Image-grounded pointing data:
┌────────

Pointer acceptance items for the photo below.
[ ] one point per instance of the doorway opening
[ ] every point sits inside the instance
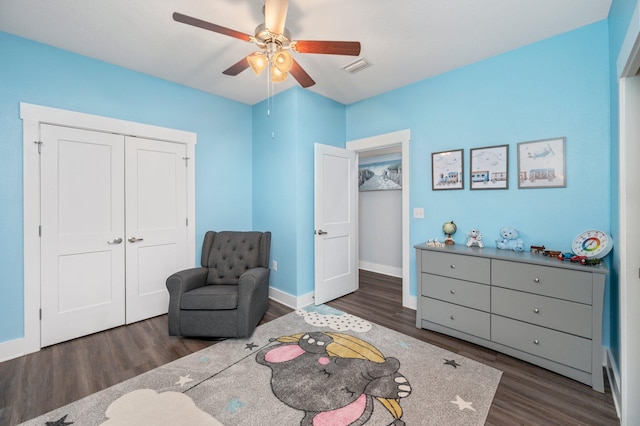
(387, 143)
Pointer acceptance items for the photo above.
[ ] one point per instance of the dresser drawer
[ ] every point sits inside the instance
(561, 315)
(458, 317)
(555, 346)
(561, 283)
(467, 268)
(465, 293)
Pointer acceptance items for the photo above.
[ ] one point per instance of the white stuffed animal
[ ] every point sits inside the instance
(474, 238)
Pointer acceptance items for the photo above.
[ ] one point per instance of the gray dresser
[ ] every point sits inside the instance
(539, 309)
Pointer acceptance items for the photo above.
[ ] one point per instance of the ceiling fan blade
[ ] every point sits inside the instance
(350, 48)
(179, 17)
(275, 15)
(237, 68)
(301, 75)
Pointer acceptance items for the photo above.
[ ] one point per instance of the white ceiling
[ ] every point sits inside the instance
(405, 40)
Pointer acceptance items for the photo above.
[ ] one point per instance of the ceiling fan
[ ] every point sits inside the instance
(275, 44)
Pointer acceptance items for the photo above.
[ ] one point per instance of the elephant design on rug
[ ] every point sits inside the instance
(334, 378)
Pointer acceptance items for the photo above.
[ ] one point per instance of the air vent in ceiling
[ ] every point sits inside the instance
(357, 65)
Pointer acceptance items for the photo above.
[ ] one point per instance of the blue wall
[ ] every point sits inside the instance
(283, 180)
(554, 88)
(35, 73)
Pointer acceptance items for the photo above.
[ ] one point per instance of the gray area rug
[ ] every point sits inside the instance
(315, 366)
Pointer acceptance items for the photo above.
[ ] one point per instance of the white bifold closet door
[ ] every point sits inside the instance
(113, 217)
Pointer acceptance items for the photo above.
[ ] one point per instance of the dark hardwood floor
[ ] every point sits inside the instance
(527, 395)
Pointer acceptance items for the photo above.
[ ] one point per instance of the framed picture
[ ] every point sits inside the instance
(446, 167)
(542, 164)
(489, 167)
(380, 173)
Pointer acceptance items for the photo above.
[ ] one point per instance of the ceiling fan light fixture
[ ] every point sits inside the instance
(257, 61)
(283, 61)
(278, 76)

└────────
┌────────

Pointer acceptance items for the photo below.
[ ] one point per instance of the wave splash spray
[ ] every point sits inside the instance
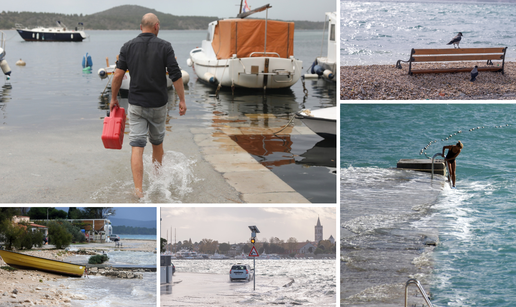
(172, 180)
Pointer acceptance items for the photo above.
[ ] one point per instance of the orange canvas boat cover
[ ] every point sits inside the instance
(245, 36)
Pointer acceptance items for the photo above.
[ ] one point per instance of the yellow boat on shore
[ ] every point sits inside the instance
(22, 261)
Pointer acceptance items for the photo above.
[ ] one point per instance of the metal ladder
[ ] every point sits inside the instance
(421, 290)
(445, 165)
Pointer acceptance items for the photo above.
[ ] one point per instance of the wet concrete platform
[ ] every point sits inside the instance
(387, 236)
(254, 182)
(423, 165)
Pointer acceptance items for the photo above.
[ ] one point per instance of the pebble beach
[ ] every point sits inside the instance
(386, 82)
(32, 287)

└────────

Using the data above, say how many lines include the word "dresser". Write only that number.

Final answer —
2